▶ Exercise: Repeat the material exactly, leaving no line out.

▶ Data provided:
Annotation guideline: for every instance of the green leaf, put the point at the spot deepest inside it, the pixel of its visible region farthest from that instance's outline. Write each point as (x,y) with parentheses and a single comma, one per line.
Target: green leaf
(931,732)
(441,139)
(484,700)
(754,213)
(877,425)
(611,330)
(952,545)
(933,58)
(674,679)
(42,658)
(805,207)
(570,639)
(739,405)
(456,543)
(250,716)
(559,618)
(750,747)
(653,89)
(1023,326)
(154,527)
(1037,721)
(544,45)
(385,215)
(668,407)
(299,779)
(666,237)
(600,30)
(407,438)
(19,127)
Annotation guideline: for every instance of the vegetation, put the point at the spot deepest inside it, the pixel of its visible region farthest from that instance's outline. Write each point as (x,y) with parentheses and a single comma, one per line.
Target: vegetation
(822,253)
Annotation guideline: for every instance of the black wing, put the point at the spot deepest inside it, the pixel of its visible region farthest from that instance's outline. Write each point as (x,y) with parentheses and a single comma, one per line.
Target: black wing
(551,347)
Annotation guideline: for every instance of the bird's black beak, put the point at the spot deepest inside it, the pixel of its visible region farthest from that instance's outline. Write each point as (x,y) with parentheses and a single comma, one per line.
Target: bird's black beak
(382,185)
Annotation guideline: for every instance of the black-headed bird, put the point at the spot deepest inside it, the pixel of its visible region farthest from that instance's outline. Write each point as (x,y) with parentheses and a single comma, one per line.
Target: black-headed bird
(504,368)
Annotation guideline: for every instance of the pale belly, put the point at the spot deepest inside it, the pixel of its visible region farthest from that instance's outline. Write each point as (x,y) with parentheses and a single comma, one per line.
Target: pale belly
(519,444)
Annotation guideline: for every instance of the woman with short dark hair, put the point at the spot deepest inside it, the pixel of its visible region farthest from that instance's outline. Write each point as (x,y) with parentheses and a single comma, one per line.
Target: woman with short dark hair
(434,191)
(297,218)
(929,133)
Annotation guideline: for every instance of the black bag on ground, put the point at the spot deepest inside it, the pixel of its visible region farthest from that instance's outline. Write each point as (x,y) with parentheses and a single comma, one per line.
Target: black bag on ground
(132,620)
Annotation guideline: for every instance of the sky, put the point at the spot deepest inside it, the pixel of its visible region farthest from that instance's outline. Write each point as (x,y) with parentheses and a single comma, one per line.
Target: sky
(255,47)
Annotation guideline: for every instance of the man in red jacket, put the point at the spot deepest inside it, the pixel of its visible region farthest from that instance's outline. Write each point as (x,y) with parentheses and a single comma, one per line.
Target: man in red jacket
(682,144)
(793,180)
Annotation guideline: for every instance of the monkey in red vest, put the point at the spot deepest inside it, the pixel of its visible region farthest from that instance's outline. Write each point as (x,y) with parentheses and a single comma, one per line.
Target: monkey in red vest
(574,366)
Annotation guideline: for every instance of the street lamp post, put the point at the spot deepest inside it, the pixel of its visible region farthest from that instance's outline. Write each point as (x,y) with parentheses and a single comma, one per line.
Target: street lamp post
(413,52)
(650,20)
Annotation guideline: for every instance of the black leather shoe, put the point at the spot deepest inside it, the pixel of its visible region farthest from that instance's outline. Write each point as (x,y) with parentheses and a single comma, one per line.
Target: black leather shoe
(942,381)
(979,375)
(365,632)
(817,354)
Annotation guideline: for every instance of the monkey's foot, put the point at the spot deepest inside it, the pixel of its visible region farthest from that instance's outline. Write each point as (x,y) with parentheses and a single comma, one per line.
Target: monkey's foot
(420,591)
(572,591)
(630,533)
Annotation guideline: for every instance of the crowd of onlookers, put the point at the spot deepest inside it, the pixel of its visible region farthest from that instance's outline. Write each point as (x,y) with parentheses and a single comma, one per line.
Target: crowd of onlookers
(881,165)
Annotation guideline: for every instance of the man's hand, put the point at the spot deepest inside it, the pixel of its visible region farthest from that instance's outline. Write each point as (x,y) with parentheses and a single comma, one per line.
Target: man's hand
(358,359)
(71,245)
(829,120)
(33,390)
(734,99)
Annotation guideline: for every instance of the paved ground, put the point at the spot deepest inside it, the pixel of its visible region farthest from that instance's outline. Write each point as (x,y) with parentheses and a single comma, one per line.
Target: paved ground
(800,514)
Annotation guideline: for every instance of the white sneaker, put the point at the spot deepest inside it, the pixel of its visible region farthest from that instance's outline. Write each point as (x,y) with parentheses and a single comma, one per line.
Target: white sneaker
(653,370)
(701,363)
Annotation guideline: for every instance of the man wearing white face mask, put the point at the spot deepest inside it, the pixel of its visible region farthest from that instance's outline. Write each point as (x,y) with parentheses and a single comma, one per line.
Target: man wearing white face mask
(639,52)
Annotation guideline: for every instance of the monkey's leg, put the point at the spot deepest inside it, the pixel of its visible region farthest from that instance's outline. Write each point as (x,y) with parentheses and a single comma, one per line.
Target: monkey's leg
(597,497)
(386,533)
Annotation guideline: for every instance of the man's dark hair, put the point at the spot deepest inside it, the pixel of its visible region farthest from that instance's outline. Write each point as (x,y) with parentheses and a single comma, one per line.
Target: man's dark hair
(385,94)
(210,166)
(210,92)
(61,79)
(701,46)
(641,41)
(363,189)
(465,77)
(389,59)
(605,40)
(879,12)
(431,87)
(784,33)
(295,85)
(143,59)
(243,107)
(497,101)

▶ Task answer:
Annotation guideline: for every instance of the green leaf, put the point at the spot deepest inside it, the pixel of its visible region farthest from that instance's outline. Write each point as (x,y) with parentheses and a single comma, one per line.
Target: green leaf
(931,732)
(441,139)
(484,700)
(754,213)
(877,425)
(611,330)
(952,545)
(933,58)
(674,679)
(42,658)
(805,207)
(570,639)
(739,405)
(456,543)
(250,716)
(559,618)
(750,747)
(653,89)
(1023,326)
(154,527)
(1037,721)
(544,45)
(385,215)
(668,407)
(299,779)
(666,237)
(600,30)
(407,438)
(19,127)
Annotation guideline: for every instance of the vegetation, put the point at the spot deepest inside it, the pixel of its visible region farthest from that instance's outline. Write each point as (x,y) with parentheses and a single comma, one per line.
Target: vegetation
(822,253)
Annotation guideline: for every instance of the black wing, put the point at the spot deepest inside it, the pixel of its visible region farthest from that instance's outline. Write each point as (x,y) with parentheses and a single comma, one per line.
Target: black wing
(551,347)
Annotation guideline: for every instance of the bird's black beak, put the point at the spot deepest inside it, the pixel of its visible region farthest from that instance's outline. Write each point as (x,y) with parentheses and a single comma, one per line.
Target: bird's black beak
(382,185)
Annotation guideline: for every instance of the black-headed bird, put the point at the spot deepest inside it, the pixel of its visible region farthest from that instance's outline. Write each point as (x,y) with parentheses and a single comma, one per line.
Target: black-headed bird
(504,368)
Annotation guideline: for every instance of the pale belly, put the point at the spot deepest inside it, the pixel of its visible region farthest from that instance's outline. Write each point as (x,y) with parentheses and a single comma, one per line.
Target: pale belly
(519,444)
Annotation guideline: for every instance of the woman with short dark hair, put the point at the spot deepest inside it, the pixel of its visible region farthest from that instance's outline. Write each point as (x,y) with parentheses and a single comma, one per line.
Target: woman with short dark hair
(434,191)
(297,218)
(929,133)
Annotation guideline: for every instance of the black bag on ground, put the point at the spot deepest inside it, the pixel of its visible region farthest from that instance's outline. Write each point as (x,y) with parentheses and a single comma, one per line.
Target: black bag on ground
(132,620)
Annotation guideline: for every instance of the sky, put the point at the spot deepest inside it, the pixel of its visible region farthest from that instance's outline. Write each point as (x,y) with parentheses and a single comma, one per line.
Target: sky
(255,47)
Annotation guideline: for every instance of the man in red jacket, put the point at the spot deepest inside it, the pixel of its visible region farthest from that instance's outline. Write each point as (x,y) with parentheses and a single comma, one per line.
Target: man in red jacket
(682,144)
(793,180)
Annotation guideline: for every instance of the monkey in red vest, put the point at the spot deepest inside it, the pixel of its visible region farthest from that instance's outline. Write each point as (x,y) with parentheses and a single comma, one per line.
Target: monkey in red vest
(574,366)
Annotation guideline: for every instance of the street lamp post, put the point at the spot deepest inside it, the pixel of its visible region farthest from that instance's outline. Write each point as (x,y) with parentheses and a single comma, one per line.
Target: street lamp post
(413,52)
(650,20)
Annotation guideline: for every instance of the black leather shoe, put the point at the spot deepest inside it, the pixel of its visible region farthest from that instance's outline. Write each point as (x,y) with parentheses and a single comma, one per line.
Target: black leather shoe
(942,381)
(979,375)
(365,632)
(817,354)
Annotation guideline: for every instance of the monkey's foot, put the point at the spot deepest inside it, the pixel of its visible region farthest from that instance's outline. Write each point as (x,y) with parentheses and a single comma, one per line.
Target: monkey's foot
(420,591)
(572,591)
(630,533)
Annotation guideline: for every instance of the crowd of onlookers, put the point at the spot deepest inside it, the pixel of its visible region farthest from that instance's outline. Write each point as (x,y) with parentheses and a single comma, one per line.
Target: crowd of onlookers
(881,165)
Annotation guideline: for every instance of the man's hand, put the point at the spot deepest inside it, the pixel of its visible region farthest from that instance's outline. Write each point as (x,y) with parentheses and a single comma, one per line.
Target: man's hand
(358,359)
(71,245)
(829,120)
(33,390)
(734,99)
Annotation guideline: for every instance of the paved ground, put the point at the spot deepest inside it, the pixel of its visible region farthest from that instance's outline. Write each point as (x,y) with parentheses and a single comma, one per line.
Target: paved ground
(800,514)
Annotation guideline: for every instance of the white sneaker, put the point at the spot deepest inside it, the pixel of its visible region farthest from that instance's outline. Write each point as (x,y) with parentheses and a single comma, one per line.
Target: white sneaker
(653,370)
(701,363)
Annotation guideline: for every instance of the man wearing white face mask, put the point at the spot deepest inside it, the pixel of its visible region farthest from that instance's outline. Write each point as (x,y) with parentheses and a single comma, one per line.
Target: man wearing white face mask
(639,52)
Annotation guideline: for every instance of the monkey's leg, put the point at the spot deepest inside it, the pixel of its visible region farthest from that instance's outline. Write each point as (x,y) with parentheses and a single comma, one per line.
Target: monkey's leg
(597,497)
(386,533)
Annotation guideline: for every instance of the man's dark hair, put the point at the spot deepest inside it, the pixel of its visible region farthest from that instance's outline. Write each point as (x,y) with parentheses and a single comma, one per line.
Target: man's dark hair
(385,94)
(210,166)
(210,92)
(61,79)
(701,46)
(641,41)
(363,189)
(465,77)
(389,59)
(605,40)
(879,12)
(431,87)
(784,33)
(295,85)
(143,59)
(243,107)
(497,101)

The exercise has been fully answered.